Texte à lire:
• • • • •

4. Il ressort des énonciations de l'arrêt attaqué que, pour juger irrégulière la procédure d'imposition suivie à l'égard de M. B..., la cour administrative d'appel a relevé que si la proposition de rectification du 20 décembre 2013 relative à sa situation personnelle pouvait être regardée comme se référant, pour le calcul des bases d'imposition, aux rehaussements envisagés par l'administration fiscale dans la proposition de rectification adressée à la société L'Escale à la suite de la vérification de comptabilité de cette dernière, le ministre n'apportait, en réponse à la contestation soulevée sur ce point par M. B..., aucun élément de nature à établir que cette proposition de rectification avait été effectivement reçue par celui-ci préalablement ou, au plus tard, concomitamment à la proposition de rectification relative à sa situation personnelle qui lui a été notifiée le 24 décembre 2013. La cour en a déduit que M. B... n'avait pas été mis à même de formuler ses observations sur les rectifications qui lui étaient proposées dans le délai de trente jours prévu par les dispositions des articles L. 11, L. 57 et R. 57-1 du livre des procédures fiscales.

5. En premier lieu, en estimant qu'il ne résultait pas de l'instruction, contrairement à ce que soutenait le ministre, que la proposition de rectification destinée à la société L'Escale avait été reçue par M. B... préalablement ou, au plus tard, concomitamment à la proposition de rectification relative à sa situation personnelle, la cour administrative d'appel a porté sur les faits qui lui étaient soumis une appréciation souveraine exempte de dénaturation.

6. En deuxième lieu, il ressort des termes mêmes de la décision du 20 octobre 2022 du Conseil d'Etat, statuant au contentieux que celui-ci, pour juger que la cour administrative d'appel avait dénaturé la proposition de rectification relative à la situation personnelle de M. B... en estimant qu'elle était insuffisamment motivée, a relevé que l'administration fiscale avait soutenu en appel, sans être contredite, que la proposition de rectification adressée au représentant légal de la société L'Escale avait été remise en main propre à M. B..., en cette qualité, dès le 20 décembre 2013. Saisie, après renvoi de l'affaire, d'une contestation sur ce point, la cour a pu estimer, sans méconnaître l'autorité de la chose jugée en cassation par le Conseil d'Etat, qu'il ne résultait pas de l'instruction que la proposition de rectification destinée à la société L'Escale avait été reçue par M. B... préalablement ou, au plus tard, concomitamment à la proposition de rectification relative à sa situation personnelle.

• • • • •

Données présentées:
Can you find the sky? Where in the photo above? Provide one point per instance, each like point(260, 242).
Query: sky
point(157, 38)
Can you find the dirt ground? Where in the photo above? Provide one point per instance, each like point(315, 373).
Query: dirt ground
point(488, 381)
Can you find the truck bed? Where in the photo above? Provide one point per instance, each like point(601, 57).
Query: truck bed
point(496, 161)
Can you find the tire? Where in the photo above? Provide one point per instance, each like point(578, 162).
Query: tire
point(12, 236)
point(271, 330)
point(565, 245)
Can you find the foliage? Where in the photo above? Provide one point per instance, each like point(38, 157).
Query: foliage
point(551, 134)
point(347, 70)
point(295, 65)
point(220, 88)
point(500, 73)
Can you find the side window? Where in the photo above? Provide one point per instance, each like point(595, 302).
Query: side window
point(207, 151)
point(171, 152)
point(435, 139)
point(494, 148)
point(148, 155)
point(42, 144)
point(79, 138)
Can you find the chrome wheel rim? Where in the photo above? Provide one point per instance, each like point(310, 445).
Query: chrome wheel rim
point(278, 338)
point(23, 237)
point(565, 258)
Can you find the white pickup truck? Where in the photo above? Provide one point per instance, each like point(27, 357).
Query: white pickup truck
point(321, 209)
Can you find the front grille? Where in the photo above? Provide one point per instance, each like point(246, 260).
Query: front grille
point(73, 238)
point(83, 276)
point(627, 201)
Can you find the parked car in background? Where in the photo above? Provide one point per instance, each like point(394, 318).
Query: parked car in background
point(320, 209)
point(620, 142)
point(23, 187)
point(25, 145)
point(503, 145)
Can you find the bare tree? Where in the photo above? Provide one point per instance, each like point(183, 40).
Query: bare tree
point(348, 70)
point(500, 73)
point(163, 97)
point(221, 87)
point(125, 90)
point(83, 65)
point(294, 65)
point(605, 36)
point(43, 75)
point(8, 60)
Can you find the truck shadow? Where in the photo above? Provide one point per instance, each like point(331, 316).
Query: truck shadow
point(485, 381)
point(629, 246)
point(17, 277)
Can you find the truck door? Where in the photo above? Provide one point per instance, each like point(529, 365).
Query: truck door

• • • • •

Selon le texte à lire, quel délai les articles du livre des procédures fiscales cités accordent-ils pour formuler des observations sur les rectifications proposées ? Ce matériel provient d'une autre source que le texte à lire.

Un délai de trente jours.